### 作業指示 1
本文抜粋を、「1. バイナリフォーマット定義ファイル(.fdx)を用意します。」を含む語句から書き始め、「MLファイルで出力されます。」で終えて、一字一句変えずに書き写してください。
### 作業指示 2
本文抜粋について、次の問いに答えてください。
(a) 実行手順2の手順3では、コマンド引数に出力形式として何を指定しますか。
(b) 手順5でcscgenbinaryコマンドを再実行する際、出力形式として何を指定しますか。
(c) DOMは何を基に生成されますか。

これによって,バイナリ電文がファイルに出力されます。

(b) 実行手順2:要素の構成を変更する場合

要素値のほかに要素の構成(繰り返し回数など)を変更したい場合は,バイナリ電文をいったんXML形式で出力し,内容を編集してバイナリファイルに出力する方法があります。

図10‒17 cscgenbinaryコマンドの実行手順2

[図データ]

  1. バイナリフォーマット定義ファイル(.fdx)を用意します。

  2. 必要に応じて,バイナリ電文生成定義ファイルに要素値を定義します。

  3. cscgenbinaryコマンドを実行します。

    ここでは,コマンド引数に出力形式としてXMLファイルを指定します。これによって,バイナリフォーマット定義のツリー情報がXMLファイルで出力されます。

  4. 出力したXMLファイルを編集します。

    例えば,繰り返し要素を追加する場合,次の下線部分を修正します。

    XMLファイルの内容(修正前)

    <root>

     <complex>

      <string/>

      …

    XMLファイルの内容(修正後)

    <root>

     <complex>

      <string>abc</string>

      <string>def</string>

      …

  5. cscgenbinaryコマンドを再実行します。

    コマンド引数には出力形式としてバイナリファイルを指定します。

これによって,バイナリ電文がファイルに出力されます。

(2) DOMの生成規則

バイナリ電文とXML電文の生成処理は,次の図のようにDOMを介して実行されます。

図10‒18 バイナリ電文とXML電文の生成処理

[図データ]

DOMはバイナリフォーマット定義ファイルのツリー情報を基に生成されます。単純内容要素には子要素としてテキストノードが追加され,テキスト値が設定されます。単純内容要素のDOMの生成例を次の図に示します。

図10‒19 DOMの生成例(単純内容要素の場合)

[図データ]

DOMからバイト列への処理では,バイナリフォーマット定義ファイルの定義内容に基づいてDOMの各要素値をバイト列へ変換します。変換の概要については,マニュアル「サービスプラットフォーム 解説」の「付録B.2 データ変換処理の概要」を参照してください。

### データ行
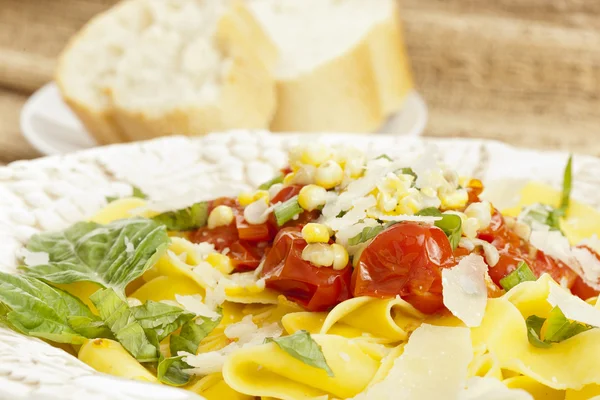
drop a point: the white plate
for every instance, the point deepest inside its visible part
(54, 192)
(52, 128)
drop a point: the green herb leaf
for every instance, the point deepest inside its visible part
(121, 321)
(186, 219)
(287, 210)
(111, 255)
(409, 171)
(521, 274)
(534, 327)
(559, 328)
(170, 371)
(301, 346)
(35, 308)
(267, 185)
(192, 334)
(567, 182)
(162, 318)
(451, 224)
(367, 233)
(137, 192)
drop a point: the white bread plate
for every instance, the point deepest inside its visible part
(51, 127)
(53, 192)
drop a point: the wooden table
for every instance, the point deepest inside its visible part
(523, 71)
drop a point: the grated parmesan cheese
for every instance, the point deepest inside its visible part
(464, 290)
(572, 306)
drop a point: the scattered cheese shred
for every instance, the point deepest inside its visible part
(572, 306)
(464, 290)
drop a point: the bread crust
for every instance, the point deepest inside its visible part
(354, 92)
(246, 93)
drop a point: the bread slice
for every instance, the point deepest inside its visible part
(343, 65)
(147, 68)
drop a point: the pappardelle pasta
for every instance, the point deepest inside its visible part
(343, 278)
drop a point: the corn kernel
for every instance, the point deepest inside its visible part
(329, 175)
(315, 233)
(318, 254)
(311, 197)
(247, 198)
(385, 202)
(481, 211)
(340, 256)
(454, 199)
(315, 154)
(220, 262)
(220, 216)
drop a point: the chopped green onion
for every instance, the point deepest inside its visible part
(267, 185)
(186, 219)
(559, 328)
(451, 224)
(367, 233)
(522, 274)
(286, 211)
(566, 193)
(534, 328)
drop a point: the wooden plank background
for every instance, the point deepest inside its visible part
(523, 71)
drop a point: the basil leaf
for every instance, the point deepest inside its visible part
(559, 328)
(35, 308)
(534, 327)
(451, 224)
(186, 219)
(267, 185)
(121, 321)
(301, 346)
(367, 233)
(521, 274)
(111, 255)
(192, 334)
(409, 171)
(137, 192)
(287, 210)
(170, 371)
(161, 318)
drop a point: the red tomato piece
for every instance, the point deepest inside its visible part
(316, 289)
(406, 260)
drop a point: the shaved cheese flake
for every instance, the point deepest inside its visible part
(464, 290)
(552, 243)
(354, 215)
(429, 368)
(590, 266)
(572, 306)
(195, 305)
(479, 388)
(492, 256)
(33, 258)
(403, 217)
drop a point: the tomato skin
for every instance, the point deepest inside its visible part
(406, 260)
(316, 289)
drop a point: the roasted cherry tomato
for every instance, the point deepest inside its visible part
(317, 289)
(406, 260)
(245, 255)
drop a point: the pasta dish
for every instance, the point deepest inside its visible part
(345, 277)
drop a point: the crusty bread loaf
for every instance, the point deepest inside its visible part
(342, 63)
(148, 68)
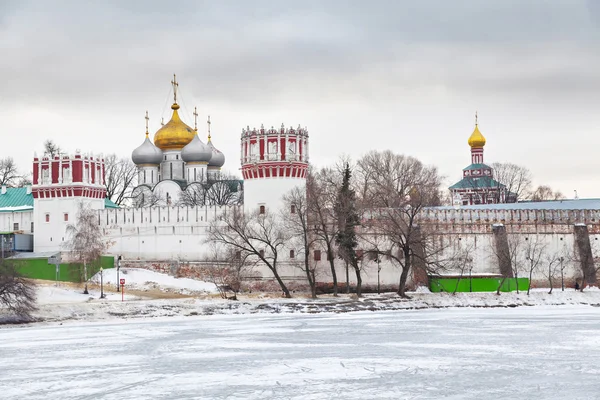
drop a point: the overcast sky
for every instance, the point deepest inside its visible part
(401, 75)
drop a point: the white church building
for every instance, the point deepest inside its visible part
(173, 208)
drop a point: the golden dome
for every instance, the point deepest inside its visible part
(174, 135)
(476, 139)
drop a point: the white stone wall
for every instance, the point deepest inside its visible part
(269, 192)
(51, 235)
(23, 218)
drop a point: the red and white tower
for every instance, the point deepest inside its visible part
(274, 161)
(60, 184)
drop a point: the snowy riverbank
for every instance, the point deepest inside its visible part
(150, 294)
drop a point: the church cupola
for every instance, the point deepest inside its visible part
(196, 156)
(217, 159)
(476, 141)
(147, 158)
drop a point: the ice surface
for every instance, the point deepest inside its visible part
(526, 353)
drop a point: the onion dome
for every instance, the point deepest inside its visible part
(476, 139)
(218, 158)
(196, 151)
(147, 153)
(175, 134)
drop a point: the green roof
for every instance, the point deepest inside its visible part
(108, 203)
(477, 183)
(477, 166)
(16, 199)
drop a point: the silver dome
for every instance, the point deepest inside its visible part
(196, 151)
(217, 159)
(147, 153)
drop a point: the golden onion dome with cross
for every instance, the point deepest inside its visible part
(175, 134)
(476, 139)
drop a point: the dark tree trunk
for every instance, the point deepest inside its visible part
(310, 276)
(358, 281)
(347, 279)
(284, 288)
(404, 274)
(333, 273)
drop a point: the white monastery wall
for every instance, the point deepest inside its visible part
(52, 216)
(269, 192)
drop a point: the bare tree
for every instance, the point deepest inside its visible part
(227, 271)
(516, 178)
(397, 189)
(86, 242)
(321, 191)
(508, 253)
(555, 265)
(533, 253)
(17, 293)
(295, 216)
(9, 174)
(51, 149)
(258, 237)
(120, 178)
(462, 261)
(348, 219)
(545, 193)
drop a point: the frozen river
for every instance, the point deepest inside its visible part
(524, 353)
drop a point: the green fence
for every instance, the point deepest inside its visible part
(38, 268)
(476, 284)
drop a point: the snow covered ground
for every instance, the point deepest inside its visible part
(151, 294)
(526, 352)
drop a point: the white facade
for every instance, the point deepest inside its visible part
(17, 221)
(52, 216)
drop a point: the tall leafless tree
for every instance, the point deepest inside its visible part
(17, 293)
(120, 178)
(295, 216)
(545, 193)
(227, 270)
(321, 192)
(348, 220)
(534, 252)
(258, 237)
(9, 174)
(516, 178)
(86, 242)
(396, 191)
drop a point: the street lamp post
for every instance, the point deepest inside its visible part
(102, 283)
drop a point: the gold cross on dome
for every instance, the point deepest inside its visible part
(195, 119)
(175, 86)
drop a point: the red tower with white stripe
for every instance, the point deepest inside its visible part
(274, 161)
(60, 184)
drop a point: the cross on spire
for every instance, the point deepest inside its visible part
(195, 119)
(175, 86)
(208, 122)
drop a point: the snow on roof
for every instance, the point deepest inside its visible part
(16, 199)
(567, 204)
(16, 208)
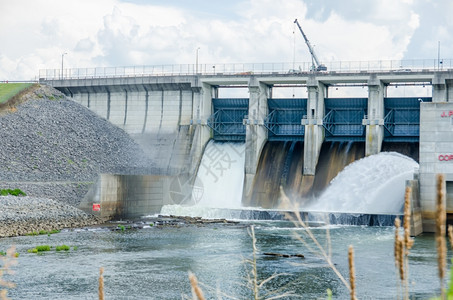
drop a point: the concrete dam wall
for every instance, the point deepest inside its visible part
(173, 118)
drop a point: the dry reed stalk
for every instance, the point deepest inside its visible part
(9, 260)
(397, 244)
(196, 290)
(351, 272)
(401, 259)
(101, 284)
(440, 232)
(408, 242)
(254, 269)
(450, 236)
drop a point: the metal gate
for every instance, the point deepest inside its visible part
(227, 120)
(284, 119)
(343, 119)
(402, 119)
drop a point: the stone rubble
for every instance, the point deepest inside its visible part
(54, 149)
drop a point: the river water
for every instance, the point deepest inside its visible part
(153, 262)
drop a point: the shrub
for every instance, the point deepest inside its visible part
(42, 248)
(15, 192)
(62, 247)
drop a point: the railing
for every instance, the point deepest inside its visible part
(247, 69)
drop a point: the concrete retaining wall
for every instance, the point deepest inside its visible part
(128, 196)
(436, 146)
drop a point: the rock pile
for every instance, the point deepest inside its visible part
(53, 149)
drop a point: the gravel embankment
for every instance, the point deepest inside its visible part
(53, 149)
(24, 215)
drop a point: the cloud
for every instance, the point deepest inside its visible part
(115, 33)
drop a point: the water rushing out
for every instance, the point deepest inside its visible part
(152, 263)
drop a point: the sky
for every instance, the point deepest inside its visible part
(35, 33)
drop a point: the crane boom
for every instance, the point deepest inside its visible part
(316, 64)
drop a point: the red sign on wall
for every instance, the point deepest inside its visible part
(446, 157)
(446, 114)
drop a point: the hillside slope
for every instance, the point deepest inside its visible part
(51, 146)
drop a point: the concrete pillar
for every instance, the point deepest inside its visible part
(314, 131)
(256, 133)
(202, 110)
(416, 221)
(440, 90)
(375, 116)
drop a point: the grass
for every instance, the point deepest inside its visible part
(15, 192)
(9, 90)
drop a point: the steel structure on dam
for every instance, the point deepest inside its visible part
(160, 100)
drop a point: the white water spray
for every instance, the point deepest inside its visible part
(220, 181)
(372, 185)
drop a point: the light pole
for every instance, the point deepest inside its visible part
(62, 56)
(196, 62)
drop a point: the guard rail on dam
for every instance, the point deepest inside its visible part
(174, 112)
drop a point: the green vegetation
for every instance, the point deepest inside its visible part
(42, 232)
(44, 248)
(4, 253)
(9, 90)
(62, 247)
(40, 248)
(15, 192)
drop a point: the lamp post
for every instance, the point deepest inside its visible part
(196, 61)
(62, 56)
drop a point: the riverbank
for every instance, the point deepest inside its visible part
(28, 215)
(54, 149)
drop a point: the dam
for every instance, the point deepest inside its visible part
(173, 112)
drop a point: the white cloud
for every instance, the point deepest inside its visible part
(114, 33)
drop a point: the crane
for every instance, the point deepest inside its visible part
(314, 59)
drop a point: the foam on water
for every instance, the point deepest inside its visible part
(372, 185)
(219, 180)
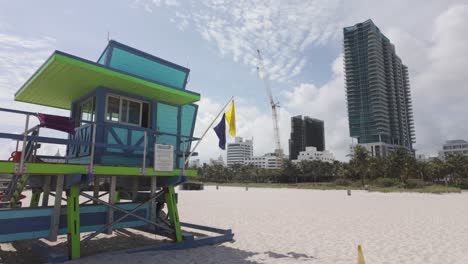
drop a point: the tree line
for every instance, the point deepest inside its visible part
(398, 168)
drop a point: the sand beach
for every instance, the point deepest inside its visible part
(311, 226)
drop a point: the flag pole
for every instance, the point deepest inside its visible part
(206, 131)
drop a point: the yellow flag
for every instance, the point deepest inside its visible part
(360, 256)
(231, 119)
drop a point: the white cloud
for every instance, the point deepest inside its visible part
(282, 30)
(20, 57)
(440, 87)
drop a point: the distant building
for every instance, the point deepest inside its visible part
(267, 161)
(421, 157)
(307, 132)
(238, 151)
(195, 163)
(219, 161)
(378, 94)
(311, 153)
(459, 146)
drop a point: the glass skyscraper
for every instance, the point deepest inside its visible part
(377, 91)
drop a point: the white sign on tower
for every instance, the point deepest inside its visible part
(163, 157)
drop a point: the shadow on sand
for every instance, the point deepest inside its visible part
(103, 250)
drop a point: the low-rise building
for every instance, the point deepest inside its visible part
(457, 146)
(238, 151)
(311, 153)
(267, 161)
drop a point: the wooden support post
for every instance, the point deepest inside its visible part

### 回答全文 1
1. バイナリフォーマット定義ファイル(.fdx)を用意します。

  2. 必要に応じて,バイナリ電文生成定義ファイルに要素値を定義します。

  3. cscgenbinaryコマンドを実行します。

    ここでは,コマンド引数に出力形式としてXMLファイルを指定します。これによって,バイナリフォーマット定義のツリー情報がXMLファイルで出力されます。

### 回答全文 2
(a) XMLファイルを指定します。
(b) バイナリファイルを指定します。
(c) バイナリフォーマット定義ファイルのツリー情報を基に生成されます。